GOAL OF THE EXERCISE> Reproduce all of the data exactly, with no line skipped.

SUPPLIED ENTRIES>
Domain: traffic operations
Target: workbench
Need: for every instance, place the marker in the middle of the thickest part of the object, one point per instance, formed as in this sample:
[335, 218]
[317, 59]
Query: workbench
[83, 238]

EXERCISE RESULT>
Domain: traffic operations
Target: workbench
Need: for every instance, place the marker in the middle of the thickest part of the object, one point per instance, formed as in this sample:
[335, 218]
[317, 59]
Query: workbench
[83, 238]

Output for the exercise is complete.